→ Task description
Write out every one of the entries below word for word, leaving nothing out and changing nothing.

→ Extracted data
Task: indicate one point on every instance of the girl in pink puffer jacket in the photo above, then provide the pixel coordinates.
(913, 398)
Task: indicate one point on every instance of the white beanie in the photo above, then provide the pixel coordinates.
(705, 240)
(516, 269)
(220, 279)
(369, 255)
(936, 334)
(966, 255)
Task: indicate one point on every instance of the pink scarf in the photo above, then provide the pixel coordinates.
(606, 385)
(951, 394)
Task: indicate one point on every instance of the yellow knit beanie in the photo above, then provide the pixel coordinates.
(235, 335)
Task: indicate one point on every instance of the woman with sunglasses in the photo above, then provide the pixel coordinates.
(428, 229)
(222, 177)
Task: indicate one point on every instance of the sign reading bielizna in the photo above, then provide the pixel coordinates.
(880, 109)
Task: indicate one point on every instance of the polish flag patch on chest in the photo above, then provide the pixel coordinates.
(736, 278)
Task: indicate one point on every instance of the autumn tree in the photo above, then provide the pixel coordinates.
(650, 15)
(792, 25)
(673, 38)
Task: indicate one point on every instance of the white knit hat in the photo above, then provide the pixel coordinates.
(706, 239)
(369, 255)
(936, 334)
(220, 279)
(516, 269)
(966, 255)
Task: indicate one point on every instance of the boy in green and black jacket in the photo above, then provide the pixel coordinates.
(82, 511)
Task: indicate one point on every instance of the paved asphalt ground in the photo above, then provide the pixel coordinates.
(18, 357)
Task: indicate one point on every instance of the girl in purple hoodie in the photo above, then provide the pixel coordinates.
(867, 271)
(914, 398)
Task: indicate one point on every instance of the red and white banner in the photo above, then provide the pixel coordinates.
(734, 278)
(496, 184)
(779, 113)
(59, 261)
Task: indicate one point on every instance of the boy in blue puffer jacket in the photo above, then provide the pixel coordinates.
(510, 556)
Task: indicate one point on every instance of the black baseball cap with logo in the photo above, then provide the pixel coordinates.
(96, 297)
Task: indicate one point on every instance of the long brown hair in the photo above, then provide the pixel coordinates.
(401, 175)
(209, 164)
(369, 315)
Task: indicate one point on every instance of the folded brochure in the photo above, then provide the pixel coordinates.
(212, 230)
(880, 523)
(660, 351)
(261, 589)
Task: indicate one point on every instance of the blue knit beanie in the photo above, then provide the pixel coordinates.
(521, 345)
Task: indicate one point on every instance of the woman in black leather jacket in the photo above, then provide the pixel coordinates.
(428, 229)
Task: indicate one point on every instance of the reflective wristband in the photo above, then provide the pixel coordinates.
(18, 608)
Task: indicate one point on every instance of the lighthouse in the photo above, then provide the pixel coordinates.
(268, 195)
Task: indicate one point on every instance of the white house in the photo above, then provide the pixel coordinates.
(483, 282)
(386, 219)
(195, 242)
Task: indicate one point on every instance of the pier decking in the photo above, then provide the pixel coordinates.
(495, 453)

→ Response to this task
Task: indicate one point on every instance of the girl in pink puffer jacket in the photo above, then provide the pixel coordinates.
(913, 398)
Task: indicate one point on every instance of the white beanie in the photo above, then provide the pixel coordinates.
(705, 240)
(516, 269)
(220, 279)
(369, 255)
(936, 334)
(966, 255)
Task: indicate one point on every instance of the pink scarf in the photo above, then provide the pixel coordinates.
(606, 385)
(951, 394)
Task: indicate one point on every instance of the yellow knit beanie in the photo above, then provide the pixel coordinates.
(235, 335)
Task: indicate one point on every instance of the woman with sunglasses in the photo above, then provide the pixel coordinates.
(428, 229)
(222, 177)
Task: indicate one point on every instance of the sign reading bielizna in the photo above, then provide the pixel coordinates.
(880, 109)
Task: indicate one point on every instance of the polish flag patch on chest in the photo above, then provide the pixel coordinates.
(736, 278)
Task: indicate one point on every instance of the autumn tree in the photo above, then provide the pixel coordinates.
(650, 15)
(792, 25)
(673, 38)
Task: indicate one point on every instance of the white knit hat in the photo above, then provide the pixel coordinates.
(706, 239)
(369, 255)
(936, 334)
(220, 279)
(516, 269)
(966, 255)
Task: indicate one point on every instance of the boy in green and black jacket in the photo above, then provide the pixel coordinates.
(82, 511)
Task: indicate one point on every instance of the paved asphalt ground in the photo above, then provide the pixel coordinates.
(18, 357)
Task: indicate one point on every instance of the girl in purple hoodie in the photo above, then provide the pixel coordinates.
(867, 271)
(914, 398)
Task: indicate one point on every instance of the red and white banner in the photo above, then provide the pixel coordinates.
(734, 278)
(496, 184)
(779, 113)
(59, 261)
Task: indicate one point on every instance of the boy in blue puffer jacket in the photo above, then provide the pixel coordinates.
(510, 556)
Task: indicate one point on every instance of the black baseball cap with logo in the photo above, then provide the pixel coordinates.
(96, 297)
Task: indicate one point on every instance of the long brown hair in the photo above, then provide the pixel coordinates.
(401, 175)
(209, 164)
(369, 315)
Task: indicate one point on every instance of the folded brochure in the photo above, then provide the pixel coordinates.
(212, 230)
(880, 523)
(660, 351)
(261, 589)
Task: indicate one point on every instance of the blue knit beanie in the photo above, then provide the pixel coordinates.
(521, 345)
Task: indicate one point on every instance of the woman in black leather jacket in the photo above, then provide the pixel coordinates.
(428, 229)
Task: indicate one point on every instance of the reflective wristband in the photo above, then provide the pixel coordinates.
(18, 608)
Task: indicate one point on every instance of the lighthouse in the photo above, then provide the pixel coordinates.
(268, 195)
Task: indicate one point on every instance of the white house in the photo above, then provide the pixel coordinates.
(483, 282)
(386, 219)
(195, 242)
Task: indicate one point on every instance of the pier decking in the photo above, then provide the pixel coordinates.
(495, 453)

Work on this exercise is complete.